__Data entries__
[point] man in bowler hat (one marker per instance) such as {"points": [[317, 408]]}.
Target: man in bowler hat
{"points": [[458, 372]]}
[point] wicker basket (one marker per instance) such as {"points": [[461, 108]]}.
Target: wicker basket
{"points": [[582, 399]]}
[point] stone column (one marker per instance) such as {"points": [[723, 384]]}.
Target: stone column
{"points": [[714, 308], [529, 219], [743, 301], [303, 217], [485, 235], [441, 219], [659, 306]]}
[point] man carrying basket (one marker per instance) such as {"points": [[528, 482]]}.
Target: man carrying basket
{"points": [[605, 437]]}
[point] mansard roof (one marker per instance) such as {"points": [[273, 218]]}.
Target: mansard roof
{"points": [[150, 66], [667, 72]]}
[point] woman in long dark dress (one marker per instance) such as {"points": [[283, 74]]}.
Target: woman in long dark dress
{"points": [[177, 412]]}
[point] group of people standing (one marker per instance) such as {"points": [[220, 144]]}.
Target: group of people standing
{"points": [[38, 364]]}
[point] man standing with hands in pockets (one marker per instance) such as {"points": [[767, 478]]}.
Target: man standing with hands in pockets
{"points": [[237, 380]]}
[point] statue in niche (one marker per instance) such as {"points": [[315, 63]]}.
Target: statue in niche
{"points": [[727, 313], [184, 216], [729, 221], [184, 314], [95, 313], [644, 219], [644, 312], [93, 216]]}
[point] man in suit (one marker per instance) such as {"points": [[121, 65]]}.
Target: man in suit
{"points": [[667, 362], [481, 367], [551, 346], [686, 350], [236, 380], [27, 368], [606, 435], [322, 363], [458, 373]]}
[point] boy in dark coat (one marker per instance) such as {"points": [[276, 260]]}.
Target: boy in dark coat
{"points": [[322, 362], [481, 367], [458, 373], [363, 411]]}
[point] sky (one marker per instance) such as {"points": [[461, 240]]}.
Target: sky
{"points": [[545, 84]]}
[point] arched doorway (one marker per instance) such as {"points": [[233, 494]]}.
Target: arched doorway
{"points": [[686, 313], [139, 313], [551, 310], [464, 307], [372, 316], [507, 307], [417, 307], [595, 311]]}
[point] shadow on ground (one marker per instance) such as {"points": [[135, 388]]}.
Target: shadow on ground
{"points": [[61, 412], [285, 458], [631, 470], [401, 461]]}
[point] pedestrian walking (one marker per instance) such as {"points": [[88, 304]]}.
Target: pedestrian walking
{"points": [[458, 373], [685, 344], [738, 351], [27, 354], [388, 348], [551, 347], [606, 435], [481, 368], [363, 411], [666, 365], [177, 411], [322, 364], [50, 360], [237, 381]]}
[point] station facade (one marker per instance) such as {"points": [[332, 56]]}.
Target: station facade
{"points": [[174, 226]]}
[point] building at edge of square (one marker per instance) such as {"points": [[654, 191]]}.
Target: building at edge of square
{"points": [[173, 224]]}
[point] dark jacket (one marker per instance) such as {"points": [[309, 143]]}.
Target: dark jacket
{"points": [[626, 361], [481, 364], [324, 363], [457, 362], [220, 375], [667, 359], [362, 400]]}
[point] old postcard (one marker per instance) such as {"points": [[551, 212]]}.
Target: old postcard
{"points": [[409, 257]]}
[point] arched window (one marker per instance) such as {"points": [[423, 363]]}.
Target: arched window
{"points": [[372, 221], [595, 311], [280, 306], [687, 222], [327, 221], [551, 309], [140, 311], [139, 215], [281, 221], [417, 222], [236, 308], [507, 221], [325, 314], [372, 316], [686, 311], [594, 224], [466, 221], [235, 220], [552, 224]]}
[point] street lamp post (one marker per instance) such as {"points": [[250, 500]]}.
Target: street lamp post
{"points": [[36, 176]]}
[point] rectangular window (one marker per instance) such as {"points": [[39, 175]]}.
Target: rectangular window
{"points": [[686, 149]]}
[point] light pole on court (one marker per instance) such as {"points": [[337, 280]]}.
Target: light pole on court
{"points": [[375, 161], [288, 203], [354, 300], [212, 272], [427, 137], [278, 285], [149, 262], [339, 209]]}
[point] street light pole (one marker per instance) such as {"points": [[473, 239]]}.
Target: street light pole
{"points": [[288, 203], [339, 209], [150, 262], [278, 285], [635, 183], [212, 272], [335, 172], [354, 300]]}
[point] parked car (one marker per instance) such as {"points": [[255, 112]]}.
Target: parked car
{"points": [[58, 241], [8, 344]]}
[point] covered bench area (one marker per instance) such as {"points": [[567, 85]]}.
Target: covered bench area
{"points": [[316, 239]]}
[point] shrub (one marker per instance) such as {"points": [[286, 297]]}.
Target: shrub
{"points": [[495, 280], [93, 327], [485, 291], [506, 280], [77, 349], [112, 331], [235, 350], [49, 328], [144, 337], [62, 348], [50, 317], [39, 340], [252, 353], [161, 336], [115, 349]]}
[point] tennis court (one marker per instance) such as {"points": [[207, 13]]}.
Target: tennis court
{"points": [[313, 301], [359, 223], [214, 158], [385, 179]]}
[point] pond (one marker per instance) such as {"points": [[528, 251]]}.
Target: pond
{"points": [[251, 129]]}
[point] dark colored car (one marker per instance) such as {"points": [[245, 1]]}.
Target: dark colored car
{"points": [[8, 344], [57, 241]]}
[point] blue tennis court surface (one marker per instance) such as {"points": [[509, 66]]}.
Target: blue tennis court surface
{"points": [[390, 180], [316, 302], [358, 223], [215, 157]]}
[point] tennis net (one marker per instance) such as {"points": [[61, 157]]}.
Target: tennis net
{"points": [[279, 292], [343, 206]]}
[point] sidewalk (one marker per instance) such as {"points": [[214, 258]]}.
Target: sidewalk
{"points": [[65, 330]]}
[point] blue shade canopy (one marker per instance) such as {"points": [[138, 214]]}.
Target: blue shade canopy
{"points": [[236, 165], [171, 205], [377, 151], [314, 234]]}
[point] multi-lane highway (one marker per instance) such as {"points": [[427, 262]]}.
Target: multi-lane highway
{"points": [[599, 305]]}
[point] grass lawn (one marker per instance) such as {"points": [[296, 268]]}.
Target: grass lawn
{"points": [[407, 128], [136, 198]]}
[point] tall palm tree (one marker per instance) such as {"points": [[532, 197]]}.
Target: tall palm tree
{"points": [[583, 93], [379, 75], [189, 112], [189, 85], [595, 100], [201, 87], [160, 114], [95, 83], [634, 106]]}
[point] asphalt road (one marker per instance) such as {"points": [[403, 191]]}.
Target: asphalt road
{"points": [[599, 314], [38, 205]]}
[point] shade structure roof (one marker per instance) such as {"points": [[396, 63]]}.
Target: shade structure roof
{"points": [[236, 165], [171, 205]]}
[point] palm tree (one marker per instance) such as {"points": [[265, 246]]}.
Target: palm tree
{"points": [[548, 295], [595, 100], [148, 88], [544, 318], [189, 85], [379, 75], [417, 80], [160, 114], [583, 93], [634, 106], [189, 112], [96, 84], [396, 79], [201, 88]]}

__Aim__
Copy out all of the records above, substituting "marble pillar" for each occurrence of "stone column" and changing nothing else.

__Reply to the exercise__
[point] man in bowler hat (one marker per instance) such as {"points": [[317, 408]]}.
Target: man in bowler hat
{"points": [[458, 372]]}
[point] wicker basket (one marker per instance) such as {"points": [[461, 108]]}.
Target: wicker basket
{"points": [[582, 399]]}
[point] marble pillar (one marker per instance) such as {"points": [[723, 384]]}.
Target: marble pillar
{"points": [[714, 308], [529, 219], [743, 301], [303, 217], [485, 235], [441, 219], [659, 306]]}
[point] man carrying basket (one marker per instance) such as {"points": [[528, 482]]}.
Target: man carrying basket
{"points": [[605, 437]]}
[point] mansard roof (one marker per instance) such as {"points": [[273, 218]]}.
Target: mansard roof
{"points": [[150, 66], [667, 72]]}
[point] woman in long dark dress (one marker per instance) such as {"points": [[283, 74]]}.
Target: woman in long dark dress
{"points": [[177, 412]]}
[point] group of people standing (one marker per instance) such as {"points": [[220, 144]]}.
Target: group of people standing
{"points": [[38, 364]]}
[point] man standing with hands in pockets (one marker per instance) such as {"points": [[767, 478]]}.
Target: man standing with hands in pockets
{"points": [[237, 380]]}
[point] statue in niche (one marker per instance) such as {"points": [[315, 63]]}.
Target: statue in niche
{"points": [[727, 313], [184, 216], [729, 221], [184, 314], [95, 313], [644, 219], [644, 312], [93, 216]]}
[point] man in suit (one marker per instance) such as {"points": [[121, 65]]}.
Target: man in suit
{"points": [[667, 362], [481, 367], [551, 346], [686, 350], [236, 380], [27, 368], [606, 435], [322, 363], [458, 373]]}
[point] boy in dark coat (one marker per instance) such as {"points": [[276, 260]]}.
Target: boy in dark coat
{"points": [[322, 362], [481, 367], [458, 373], [363, 411]]}
[point] sky (one marker per instance) such as {"points": [[461, 240]]}.
Target: sky
{"points": [[545, 84]]}
[point] arched doorway (one marker per instance) such as {"points": [[233, 494]]}.
Target: arched doorway
{"points": [[686, 313], [139, 313], [551, 310], [464, 307], [372, 316], [507, 307], [417, 307], [595, 311]]}
[point] shadow on ground (one marker per instance) such as {"points": [[135, 388]]}.
Target: shadow on ground
{"points": [[61, 412], [285, 458], [631, 470], [401, 461]]}
[point] pedestrian walking (one marker per instance) such as {"points": [[88, 304]]}.
Target: pedestrian walking
{"points": [[458, 373], [685, 344], [738, 351], [27, 354], [388, 348], [551, 347], [606, 435], [481, 368], [363, 411], [666, 365], [177, 411], [322, 364], [50, 360], [237, 381]]}
[point] station facade (one marker per instance) such as {"points": [[332, 56]]}.
Target: station facade
{"points": [[174, 226]]}
[point] building at edge of square (one marker per instance) such as {"points": [[654, 191]]}.
Target: building at edge of square
{"points": [[173, 224]]}
[point] dark jacket (one marker per instance) such as {"points": [[309, 143]]}.
Target: dark jacket
{"points": [[626, 361], [481, 364], [324, 363], [457, 362], [220, 375], [667, 359], [362, 400]]}
[point] old postcard (one marker per instance) such as {"points": [[551, 212]]}.
Target: old postcard
{"points": [[409, 257]]}
[point] arched window (one marker per instance) such as {"points": [[423, 363]]}.
Target: arched window
{"points": [[372, 221], [595, 311], [280, 306], [687, 222], [327, 221], [551, 309], [140, 311], [139, 215], [281, 221], [417, 222], [236, 308], [507, 221], [325, 314], [372, 316], [686, 311], [594, 224], [466, 221], [235, 220], [552, 224]]}
[point] street lamp post (one marker per instance) such as {"points": [[250, 500]]}.
Target: street lamp post
{"points": [[36, 176]]}
[point] rectangular window (one marker per instance) such as {"points": [[39, 175]]}.
Target: rectangular window
{"points": [[686, 149]]}
[point] light pole on court (one marker per instance) such as {"points": [[337, 280]]}.
Target: light pole on court
{"points": [[375, 161], [288, 203], [354, 300], [212, 272], [427, 137], [278, 285], [149, 262], [339, 209]]}
[point] street light pole (one marker per instance) such as {"points": [[473, 239]]}.
Target: street light pole
{"points": [[288, 203], [339, 209], [150, 262], [278, 285], [635, 183], [212, 272], [335, 172], [354, 300]]}
[point] parked car (one marker per instance) such as {"points": [[255, 112]]}.
Target: parked car
{"points": [[58, 241], [8, 344]]}
[point] covered bench area (one marker per instance) such as {"points": [[567, 85]]}.
Target: covered bench area
{"points": [[316, 239]]}
[point] shrub (one marker per instance) such as {"points": [[286, 297]]}.
Target: shrub
{"points": [[495, 280], [93, 327], [485, 291], [506, 280], [77, 349], [112, 331], [235, 350], [49, 328], [144, 337], [62, 348], [50, 317], [39, 340], [252, 353], [161, 336], [115, 349]]}
[point] tennis court (one marker per instance) such as {"points": [[207, 13]]}.
Target: tennis court
{"points": [[313, 301], [359, 223], [214, 158], [385, 179]]}
[point] pond (one marker per instance) such as {"points": [[528, 251]]}.
Target: pond
{"points": [[251, 129]]}
[point] dark colored car (one marker per instance) such as {"points": [[245, 1]]}.
Target: dark colored car
{"points": [[8, 344], [57, 241]]}
[point] blue tennis court surface (one marker per instance) such as {"points": [[509, 66]]}.
Target: blue tennis court surface
{"points": [[390, 180], [316, 302], [358, 223], [215, 157]]}
[point] tennis net (one marker per instance) such as {"points": [[61, 157]]}.
Target: tennis net
{"points": [[279, 292], [343, 206]]}
[point] sidewalk (one marker per instance) such as {"points": [[214, 258]]}.
Target: sidewalk
{"points": [[65, 330]]}
[point] blue shade canopy (one marker per instance) such as {"points": [[138, 214]]}.
Target: blue shade canopy
{"points": [[236, 165], [171, 205], [377, 151], [314, 234]]}
[point] multi-lane highway (one marker per instance) such as {"points": [[427, 262]]}.
Target: multi-lane highway
{"points": [[599, 305]]}
[point] grass lawn (one marker per instance) such as {"points": [[296, 268]]}.
Target: grass lawn
{"points": [[407, 128], [136, 198]]}
[point] tall palm tree (one marker per instance) such as {"points": [[532, 197]]}.
Target: tall palm tree
{"points": [[583, 93], [379, 75], [189, 112], [189, 85], [595, 100], [201, 87], [160, 114], [95, 83], [634, 106]]}
[point] asphalt road (one marker per instance) such as {"points": [[403, 191]]}.
Target: asphalt road
{"points": [[599, 314], [38, 205]]}
[point] shade structure roof (one marker per instance) such as {"points": [[396, 63]]}.
Target: shade structure roof
{"points": [[236, 165], [171, 205]]}
[point] palm tree (one marker per instance) such as {"points": [[265, 246]]}.
Target: palm tree
{"points": [[548, 295], [595, 100], [148, 88], [544, 318], [189, 85], [379, 75], [417, 80], [160, 114], [583, 93], [634, 106], [189, 112], [96, 84], [396, 79], [201, 88]]}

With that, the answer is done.